◆ EXERCISE PROMPT ◆
The records that follow must be reproduced in full, exactly as written.

◆ INFORMATION GIVEN ◆
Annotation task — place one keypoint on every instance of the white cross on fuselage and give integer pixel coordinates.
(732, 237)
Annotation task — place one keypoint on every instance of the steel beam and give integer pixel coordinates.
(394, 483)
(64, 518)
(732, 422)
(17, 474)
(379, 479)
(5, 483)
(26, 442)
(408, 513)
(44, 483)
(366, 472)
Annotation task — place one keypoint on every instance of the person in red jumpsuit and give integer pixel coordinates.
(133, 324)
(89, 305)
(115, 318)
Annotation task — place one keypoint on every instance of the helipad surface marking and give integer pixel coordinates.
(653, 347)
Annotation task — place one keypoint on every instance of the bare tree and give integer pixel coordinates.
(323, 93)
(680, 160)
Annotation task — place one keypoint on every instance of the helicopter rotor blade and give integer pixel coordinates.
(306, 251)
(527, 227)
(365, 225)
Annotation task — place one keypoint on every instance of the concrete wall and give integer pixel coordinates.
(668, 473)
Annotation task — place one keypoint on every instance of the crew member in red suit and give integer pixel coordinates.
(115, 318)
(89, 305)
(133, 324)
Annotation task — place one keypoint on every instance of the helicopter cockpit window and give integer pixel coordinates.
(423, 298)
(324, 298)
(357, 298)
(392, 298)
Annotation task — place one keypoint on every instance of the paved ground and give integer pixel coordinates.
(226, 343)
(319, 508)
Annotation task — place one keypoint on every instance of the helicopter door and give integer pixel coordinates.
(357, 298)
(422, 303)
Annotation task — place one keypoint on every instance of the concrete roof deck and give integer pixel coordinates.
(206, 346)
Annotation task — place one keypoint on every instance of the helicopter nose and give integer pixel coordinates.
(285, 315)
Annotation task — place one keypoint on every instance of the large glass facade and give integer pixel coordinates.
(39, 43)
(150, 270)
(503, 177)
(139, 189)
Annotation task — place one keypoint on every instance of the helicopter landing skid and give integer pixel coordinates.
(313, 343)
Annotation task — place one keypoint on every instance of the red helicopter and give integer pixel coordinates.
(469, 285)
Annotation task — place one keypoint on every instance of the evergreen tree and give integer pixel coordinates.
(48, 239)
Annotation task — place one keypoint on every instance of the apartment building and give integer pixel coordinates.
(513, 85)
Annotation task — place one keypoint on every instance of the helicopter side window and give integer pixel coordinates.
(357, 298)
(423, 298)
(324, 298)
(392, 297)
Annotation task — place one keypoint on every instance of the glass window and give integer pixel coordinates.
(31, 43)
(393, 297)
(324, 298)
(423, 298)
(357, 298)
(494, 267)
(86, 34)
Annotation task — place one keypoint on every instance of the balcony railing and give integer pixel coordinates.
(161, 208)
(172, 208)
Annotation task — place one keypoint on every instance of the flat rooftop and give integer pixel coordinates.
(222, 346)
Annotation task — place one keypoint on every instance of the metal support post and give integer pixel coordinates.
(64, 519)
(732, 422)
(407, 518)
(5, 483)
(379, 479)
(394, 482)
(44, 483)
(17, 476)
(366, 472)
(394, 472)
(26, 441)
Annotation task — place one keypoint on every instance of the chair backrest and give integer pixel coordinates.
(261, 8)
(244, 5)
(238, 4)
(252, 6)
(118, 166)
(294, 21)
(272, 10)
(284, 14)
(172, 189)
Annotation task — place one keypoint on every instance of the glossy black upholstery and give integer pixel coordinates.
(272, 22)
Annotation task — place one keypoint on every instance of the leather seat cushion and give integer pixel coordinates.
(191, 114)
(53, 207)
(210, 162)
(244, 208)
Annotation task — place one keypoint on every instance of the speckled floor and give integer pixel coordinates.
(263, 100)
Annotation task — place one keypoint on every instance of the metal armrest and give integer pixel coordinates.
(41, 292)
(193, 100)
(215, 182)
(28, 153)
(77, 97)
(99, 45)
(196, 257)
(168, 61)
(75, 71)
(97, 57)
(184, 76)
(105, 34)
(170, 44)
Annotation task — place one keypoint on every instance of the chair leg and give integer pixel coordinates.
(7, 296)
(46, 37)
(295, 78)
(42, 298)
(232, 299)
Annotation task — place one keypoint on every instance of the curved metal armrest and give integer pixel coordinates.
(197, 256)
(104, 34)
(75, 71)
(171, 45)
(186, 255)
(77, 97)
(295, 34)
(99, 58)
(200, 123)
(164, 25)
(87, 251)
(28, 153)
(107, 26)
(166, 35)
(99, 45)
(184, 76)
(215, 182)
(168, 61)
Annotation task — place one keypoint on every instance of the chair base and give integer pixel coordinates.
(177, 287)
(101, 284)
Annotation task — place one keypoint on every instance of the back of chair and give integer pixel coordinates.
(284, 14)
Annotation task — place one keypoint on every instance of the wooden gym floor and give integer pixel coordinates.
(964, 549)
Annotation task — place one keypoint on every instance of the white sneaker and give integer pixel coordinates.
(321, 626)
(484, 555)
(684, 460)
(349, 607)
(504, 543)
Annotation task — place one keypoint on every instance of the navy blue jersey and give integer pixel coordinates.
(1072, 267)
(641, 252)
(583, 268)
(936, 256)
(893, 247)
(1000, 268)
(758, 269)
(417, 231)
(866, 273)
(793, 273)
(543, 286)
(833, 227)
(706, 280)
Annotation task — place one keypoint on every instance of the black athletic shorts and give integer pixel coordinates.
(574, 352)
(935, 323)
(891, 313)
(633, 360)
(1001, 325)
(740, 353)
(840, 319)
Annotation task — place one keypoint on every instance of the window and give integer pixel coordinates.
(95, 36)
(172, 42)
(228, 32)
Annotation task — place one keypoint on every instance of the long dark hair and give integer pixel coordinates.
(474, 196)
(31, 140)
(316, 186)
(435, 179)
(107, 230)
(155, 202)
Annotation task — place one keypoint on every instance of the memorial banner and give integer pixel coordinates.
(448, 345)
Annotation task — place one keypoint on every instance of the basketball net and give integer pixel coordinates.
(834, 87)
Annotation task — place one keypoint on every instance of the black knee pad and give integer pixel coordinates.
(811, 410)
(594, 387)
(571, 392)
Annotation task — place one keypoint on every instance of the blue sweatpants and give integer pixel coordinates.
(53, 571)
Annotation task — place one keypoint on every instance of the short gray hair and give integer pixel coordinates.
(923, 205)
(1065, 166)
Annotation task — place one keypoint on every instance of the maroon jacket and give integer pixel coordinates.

◆ SOLUTION TO THIS TASK ◆
Annotation task — place one keypoint on every instance of the white cross on fuselage and give integer pixel coordinates.
(732, 237)
Annotation task — place one keypoint on every instance of the steel beam and give integer pixel coordinates.
(394, 483)
(64, 518)
(732, 422)
(17, 474)
(379, 479)
(5, 483)
(26, 442)
(408, 513)
(44, 483)
(366, 472)
Annotation task — place one keypoint on every instance of the person in red jumpsuit and give integer pixel coordinates.
(133, 324)
(89, 305)
(115, 318)
Annotation task — place one keypoint on every instance of the helipad surface marking and give integer pixel coordinates.
(653, 347)
Annotation task — place one keypoint on every instance of the bare tree and give integer pixel coordinates.
(323, 93)
(680, 160)
Annotation task — place one keypoint on every instance of the helicopter rotor blade and give integer pixel coordinates.
(306, 251)
(527, 227)
(365, 225)
Annotation task — place one keypoint on every instance of the concrete wall and give integer pixel coordinates.
(668, 473)
Annotation task — place one keypoint on every instance of the crew member in red suit and give integer pixel coordinates.
(115, 318)
(89, 305)
(133, 324)
Annotation task — place one keypoint on every instance of the helicopter cockpit window and give integer pixel coordinates.
(423, 298)
(324, 298)
(357, 298)
(392, 298)
Annotation task — place one keypoint on every instance of the paved ground and give integer pixel coordinates.
(226, 343)
(319, 508)
Annotation task — place one keypoint on every instance of the helicopter door and give integer pixel coordinates.
(357, 298)
(422, 303)
Annotation task — place one keypoint on every instance of the concrete roof deck and give integer pixel coordinates.
(206, 346)
Annotation task — place one keypoint on every instance of the helicopter nose and give integer pixel coordinates.
(285, 315)
Annotation task — place one keypoint on every instance of the large glass facade and give integer pixel coordinates.
(39, 43)
(150, 270)
(503, 177)
(139, 189)
Annotation task — place one keypoint on every instance of the helicopter landing skid and give integer pixel coordinates.
(313, 343)
Annotation task — place one keypoint on every instance of the red helicopter and give integer pixel coordinates.
(469, 285)
Annotation task — place one keypoint on every instance of the evergreen tree and give integer pixel coordinates.
(48, 239)
Annotation task — place one keypoint on every instance of the apartment building and give integer pixel coordinates.
(513, 85)
Annotation task — place one keypoint on every instance of the helicopter side window and give integer pixel coordinates.
(357, 298)
(423, 298)
(324, 298)
(392, 297)
Annotation task — place one keypoint on every instance of the glass window and give integer pixel coordinates.
(31, 43)
(393, 297)
(324, 298)
(423, 298)
(357, 298)
(494, 267)
(86, 34)
Annotation task — place one keypoint on every instance of the balcony railing and give integer pixel coordinates.
(161, 208)
(172, 208)
Annotation task — place one keypoint on every instance of the flat rooftop and give integer pixel coordinates.
(222, 346)
Annotation task — place one keypoint on every instance of the metal support post and give integer pixel coordinates.
(64, 519)
(732, 422)
(407, 518)
(5, 483)
(379, 479)
(394, 482)
(44, 483)
(17, 476)
(366, 472)
(394, 472)
(26, 441)
Annotation task — place one keypoint on every instance of the chair backrest and give integer pixel coordinates.
(261, 8)
(244, 5)
(238, 4)
(252, 6)
(118, 166)
(294, 21)
(272, 10)
(284, 14)
(172, 189)
Annotation task — place one keypoint on every instance of the glossy black upholstery and give integer pixel coordinates.
(272, 22)
Annotation task — place one keypoint on every instance of the leather seat cushion and give integer pixel coordinates.
(191, 114)
(53, 207)
(210, 162)
(244, 208)
Annotation task — place one keypoint on every instance of the speckled floor and give integer pixel coordinates.
(263, 100)
Annotation task — place one keypoint on every instance of the metal armrest and give integer pixel coordinates.
(41, 292)
(193, 100)
(215, 182)
(28, 153)
(77, 97)
(99, 45)
(196, 257)
(168, 61)
(75, 71)
(97, 57)
(184, 76)
(105, 34)
(170, 44)
Annotation task — place one keypoint on every instance of the chair leg and give integer pixel coordinates.
(7, 296)
(46, 37)
(295, 78)
(42, 298)
(232, 299)
Annotation task — place one keypoint on every instance of the curved metal armrest and give integer pixel coordinates.
(197, 256)
(104, 34)
(75, 71)
(171, 45)
(186, 255)
(77, 97)
(295, 34)
(99, 58)
(200, 123)
(164, 25)
(87, 251)
(28, 153)
(107, 26)
(166, 35)
(99, 45)
(184, 76)
(215, 182)
(168, 61)
Annotation task — place one keypoint on every instance of the chair base and give integer pixel coordinates.
(177, 287)
(101, 284)
Annotation task — place one keypoint on every instance of the back of chair and give integer pixel coordinates.
(284, 14)
Annotation task — place one keypoint on every instance of the wooden gym floor and give integer pixel coordinates.
(964, 549)
Annotation task — place one keypoint on every instance of the white sneaker and give integer pixel coordinates.
(321, 626)
(484, 555)
(684, 460)
(349, 607)
(504, 543)
Annotation task — place one keypoint on every instance of the navy blue jersey and give integer pixel coordinates.
(1072, 267)
(641, 252)
(583, 268)
(936, 256)
(893, 247)
(1000, 268)
(758, 269)
(417, 231)
(866, 273)
(793, 273)
(543, 286)
(833, 227)
(706, 280)
Annotation task — place one keypoint on every instance of the black athletic shorts and give integer pixel coordinates.
(574, 352)
(935, 323)
(891, 313)
(633, 360)
(1001, 325)
(740, 353)
(840, 319)
Annotation task — place one keypoint on every instance of the window and give integer pixel coordinates.
(95, 36)
(172, 42)
(228, 32)
Annotation task — place one keypoint on every instance of the long dark hair and give integer pixel coordinates.
(474, 196)
(31, 140)
(316, 186)
(435, 179)
(107, 230)
(155, 202)
Annotation task — place one keypoint on every instance of the memorial banner and give integer pixel coordinates.
(448, 345)
Annotation task — place one keypoint on every instance of the basketball net and give integer pixel coordinates.
(834, 87)
Annotation task — place one keypoint on every instance of the black knee pad and give integer pixel coordinates.
(811, 410)
(594, 387)
(571, 392)
Annotation task — place one keypoint on every instance of the blue sweatpants and give integer pixel coordinates.
(53, 571)
Annotation task — place one keypoint on every instance of the short gray hair and give integer pixel coordinates.
(923, 205)
(1065, 166)
Annotation task — place one keypoint on every instance of the maroon jacket and give integer pixel coordinates.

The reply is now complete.